_Provided passage_
Title: Predicting Seismic Activity Using Dense Acceleration Data and RNNs

Benjamin Pomeranz (bjpomera), Bentzion Gitig(bgitig), Armaan Patankar(ampatank), Skylar Walters (swalter4)

Introduction

The primary challenge we are approaching here is forecasting earthquakes, or more generally predicting ground acceleration. At present, earthquakes are often hard to predict on a short-term or long-term basis; the technique we will be employing revolves around examining historical data and making probabilistic predictions for the next earthquake event given some window of prior events.

We are basing our paper on Using Deep Learning for Flexible and Scalable Earthquake Forecasting, by Dascher-Cousineau et al. 2023. In this paper, the group introduced the Recurrent Earthquake foreCAST (RECAST) model to predict the probability of an earthquake in a given time interval using larger datasets than have been leveraged in the past. This model will therefore output a probability distribution describing the probability of a tremor event over a given timeframe, given a history of past earthquake events. Critically, we will be implementing our version of the RECAST model with slightly differing goals. We will not be using a simulated dataset as the research team did, but rather use a new dataset, which has yet to be examined using machine learning techniques. This dataset contains ground micro-electro-mechanical accelerometer data recorded continuously between 2017 and 2020, which we will refer to as the Grillo dataset. As it is a dataset containing near continuous acceleration data over a much more precise timescale, as opposed to sparser data with only time labels and richter magnitudes, we will emphasize a) predicting smaller, more sensitive tremors and b) having shorter-scale forecasting times (eg. predicting an earthquake minutes to hours in advance).

_Set problem a_
Reproduce the earthquake forecasting proposal word for word, from start to finish.

_Task data_

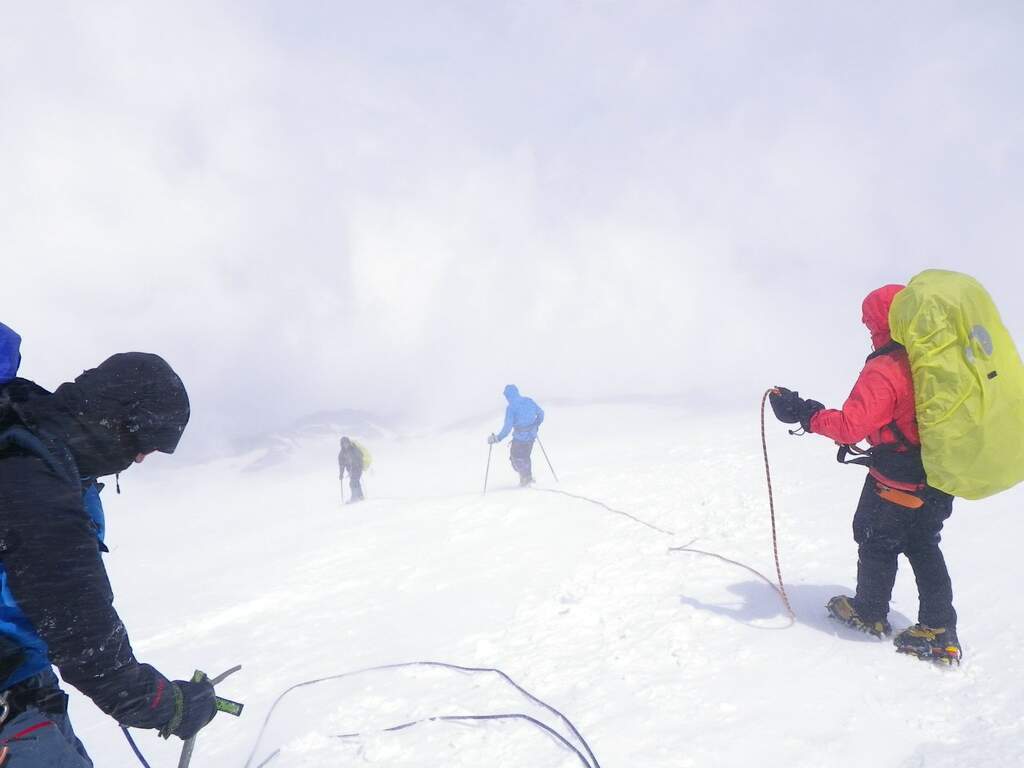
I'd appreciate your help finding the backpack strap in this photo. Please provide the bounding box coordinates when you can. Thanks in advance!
[0,424,82,487]
[864,341,903,362]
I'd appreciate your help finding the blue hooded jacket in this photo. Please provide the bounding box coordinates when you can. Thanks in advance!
[495,384,544,442]
[0,323,22,384]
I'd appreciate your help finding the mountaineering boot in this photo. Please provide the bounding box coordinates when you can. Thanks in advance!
[825,595,893,638]
[893,624,964,665]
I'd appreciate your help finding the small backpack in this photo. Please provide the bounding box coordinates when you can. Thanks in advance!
[360,440,374,472]
[889,269,1024,499]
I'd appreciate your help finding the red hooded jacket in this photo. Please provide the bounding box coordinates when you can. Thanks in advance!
[810,285,922,490]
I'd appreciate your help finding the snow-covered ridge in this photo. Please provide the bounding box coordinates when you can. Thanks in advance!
[79,400,1024,768]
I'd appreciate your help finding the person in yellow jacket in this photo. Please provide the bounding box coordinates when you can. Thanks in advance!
[338,437,367,504]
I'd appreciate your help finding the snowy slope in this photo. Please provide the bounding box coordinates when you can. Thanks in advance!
[72,401,1024,768]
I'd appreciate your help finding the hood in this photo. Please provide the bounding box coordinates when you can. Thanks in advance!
[0,323,22,384]
[17,352,189,477]
[860,284,905,349]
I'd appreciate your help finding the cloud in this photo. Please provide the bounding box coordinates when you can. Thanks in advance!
[0,3,1024,454]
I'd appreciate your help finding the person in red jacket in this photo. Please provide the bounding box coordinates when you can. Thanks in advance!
[769,285,962,663]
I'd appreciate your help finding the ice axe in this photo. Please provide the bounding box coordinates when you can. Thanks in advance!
[178,665,245,768]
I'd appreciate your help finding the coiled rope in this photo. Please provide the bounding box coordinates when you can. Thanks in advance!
[761,388,797,618]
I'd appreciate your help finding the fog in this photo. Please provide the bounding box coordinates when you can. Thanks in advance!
[0,2,1024,450]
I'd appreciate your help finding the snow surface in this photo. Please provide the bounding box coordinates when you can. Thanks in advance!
[71,402,1024,768]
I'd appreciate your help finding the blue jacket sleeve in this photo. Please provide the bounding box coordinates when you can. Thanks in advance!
[495,406,512,441]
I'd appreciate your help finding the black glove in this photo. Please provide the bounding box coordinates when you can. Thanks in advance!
[768,387,824,432]
[160,680,217,741]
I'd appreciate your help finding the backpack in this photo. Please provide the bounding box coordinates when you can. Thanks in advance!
[889,269,1024,499]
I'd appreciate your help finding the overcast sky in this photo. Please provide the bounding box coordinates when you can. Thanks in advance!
[0,0,1024,445]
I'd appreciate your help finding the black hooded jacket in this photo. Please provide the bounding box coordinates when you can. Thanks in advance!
[0,352,188,728]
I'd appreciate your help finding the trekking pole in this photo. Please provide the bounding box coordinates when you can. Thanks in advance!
[483,442,495,494]
[178,665,245,768]
[537,435,561,482]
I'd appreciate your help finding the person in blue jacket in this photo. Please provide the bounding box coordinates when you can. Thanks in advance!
[0,323,22,384]
[487,384,544,485]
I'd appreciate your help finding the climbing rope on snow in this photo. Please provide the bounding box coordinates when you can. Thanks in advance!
[761,389,797,618]
[244,662,601,768]
[669,539,797,629]
[327,713,594,768]
[534,487,676,536]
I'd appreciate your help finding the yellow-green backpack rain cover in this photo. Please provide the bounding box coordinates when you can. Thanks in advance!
[889,269,1024,499]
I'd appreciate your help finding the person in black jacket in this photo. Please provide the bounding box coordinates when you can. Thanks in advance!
[0,352,215,768]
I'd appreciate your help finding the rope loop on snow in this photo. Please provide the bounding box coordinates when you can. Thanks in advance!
[244,662,601,768]
[761,388,797,618]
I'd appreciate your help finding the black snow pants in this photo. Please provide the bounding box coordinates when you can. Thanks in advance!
[853,475,956,628]
[509,439,534,485]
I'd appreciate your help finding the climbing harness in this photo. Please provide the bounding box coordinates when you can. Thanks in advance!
[244,662,601,768]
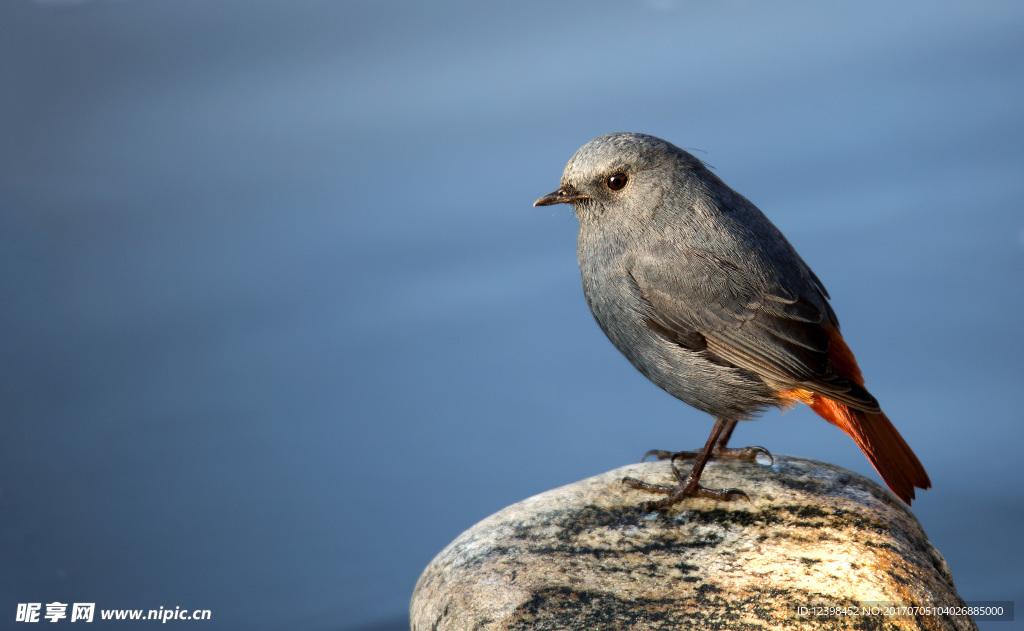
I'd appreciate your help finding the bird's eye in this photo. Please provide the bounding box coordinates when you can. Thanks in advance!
[606,172,630,191]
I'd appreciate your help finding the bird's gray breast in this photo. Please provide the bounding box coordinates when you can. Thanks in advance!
[578,219,773,419]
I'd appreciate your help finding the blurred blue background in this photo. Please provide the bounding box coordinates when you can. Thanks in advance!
[0,0,1024,630]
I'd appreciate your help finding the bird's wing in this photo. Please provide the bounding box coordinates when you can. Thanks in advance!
[630,247,879,412]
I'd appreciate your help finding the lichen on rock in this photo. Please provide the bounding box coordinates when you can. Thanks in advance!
[411,456,977,631]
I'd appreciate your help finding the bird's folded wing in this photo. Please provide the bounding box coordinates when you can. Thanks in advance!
[631,243,879,412]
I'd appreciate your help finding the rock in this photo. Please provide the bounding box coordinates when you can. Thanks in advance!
[411,456,977,631]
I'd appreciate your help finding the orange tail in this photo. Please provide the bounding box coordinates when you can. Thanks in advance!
[808,394,932,506]
[779,327,932,506]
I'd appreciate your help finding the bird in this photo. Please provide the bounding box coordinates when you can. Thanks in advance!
[534,132,931,511]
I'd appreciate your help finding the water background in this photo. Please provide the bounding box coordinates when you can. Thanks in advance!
[0,0,1024,631]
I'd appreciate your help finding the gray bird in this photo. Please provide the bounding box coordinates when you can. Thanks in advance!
[534,133,931,510]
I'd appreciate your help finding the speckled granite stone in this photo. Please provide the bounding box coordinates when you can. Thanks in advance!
[411,456,977,631]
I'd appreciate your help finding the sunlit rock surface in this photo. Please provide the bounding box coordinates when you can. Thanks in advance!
[411,456,977,631]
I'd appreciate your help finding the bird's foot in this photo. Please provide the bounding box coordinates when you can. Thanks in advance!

_Set problem b_
Rewrite everything from the start of the records down to the line containing "[0,2,1024,450]", including both of those lines and the requests, and add 16 to every bounding box coordinate. Give only those lines, and leave out the pictures.

_Result a_
Title: Predicting Seismic Activity Using Dense Acceleration Data and RNNs

Benjamin Pomeranz (bjpomera), Bentzion Gitig(bgitig), Armaan Patankar(ampatank), Skylar Walters (swalter4)

Introduction

The primary challenge we are approaching here is forecasting earthquakes, or more generally predicting ground acceleration. At present, earthquakes are often hard to predict on a short-term or long-term basis; the technique we will be employing revolves around examining historical data and making probabilistic predictions for the next earthquake event given some window of prior events.

We are basing our paper on Using Deep Learning for Flexible and Scalable Earthquake Forecasting, by Dascher-Cousineau et al. 2023. In this paper, the group introduced the Recurrent Earthquake foreCAST (RECAST) model to predict the probability of an earthquake in a given time interval using larger datasets than have been leveraged in the past. This model will therefore output a probability distribution describing the probability of a tremor event over a given timeframe, given a history of past earthquake events. Critically, we will be implementing our version of the RECAST model with slightly differing goals. We will not be using a simulated dataset as the research team did, but rather use a new dataset, which has yet to be examined using machine learning techniques. This dataset contains ground micro-electro-mechanical accelerometer data recorded continuously between 2017 and 2020, which we will refer to as the Grillo dataset. As it is a dataset containing near continuous acceleration data over a much more precise timescale, as opposed to sparser data with only time labels and richter magnitudes, we will emphasize a) predicting smaller, more sensitive tremors and b) having shorter-scale forecasting times (eg. predicting an earthquake minutes to hours in advance).

_Result b_
I'd appreciate your help finding the backpack strap in this photo. Please provide the bounding box coordinates when you can. Thanks in advance!
[16,440,98,503]
[880,357,919,378]
I'd appreciate your help finding the blue hooded jacket in this photo. Please provide the bounding box coordinates when you can. Thanks in advance!
[511,400,560,458]
[16,339,38,400]
I'd appreciate your help finding the mountaineering boot in this photo. Please provide the bounding box coordinates when you can. Thanks in advance!
[841,611,909,654]
[909,640,980,681]
I'd appreciate your help finding the small backpack in this photo. Please provide the bounding box coordinates when you can. Thanks in advance!
[376,456,390,488]
[905,285,1040,515]
I'd appreciate your help finding the red hooded jacket in this photo. Please provide the bounding box coordinates when you can. Thanks in advance!
[826,301,938,506]
I'd appreciate your help finding the snow-covered ridge in this photo. Please provide the bounding box coordinates when you can. Thanks in advance!
[95,416,1040,784]
I'd appreciate your help finding the person in yellow jacket in this photo. Please provide the bounding box coordinates when you can. Thanks in advance!
[354,453,383,520]
I'd appreciate your help finding the snowy slope in this photo. Please provide the bounding box coordinates when you can. Thanks in advance!
[88,417,1040,784]
I'd appreciate your help finding the hood in this photo. Please provide the bounding box coordinates when you can. Thanks in advance!
[16,339,38,400]
[33,368,205,493]
[876,300,921,365]
I'd appreciate your help finding the cloud in this photo. Please provide the bounding box coordinates when you can. Thanks in advance!
[16,19,1040,470]
I'd appreciate your help finding the person in red jacket in this photo. Please provide the bounding box coordinates when you can. Thanks in advance!
[785,301,978,679]
I'd appreciate your help finding the ice axe in this photo. Please provide the bounding box coordinates when you can. Thanks in advance!
[194,681,261,784]
I'd appreciate your help finding the coiled rope in this photo. Please provide the bounding box coordinates when you can. Thanks in advance!
[777,404,813,634]
I'd appreciate your help finding the fog in this photo. Please provide the bounding box coordinates when you can. Thanks in advance!
[16,18,1040,466]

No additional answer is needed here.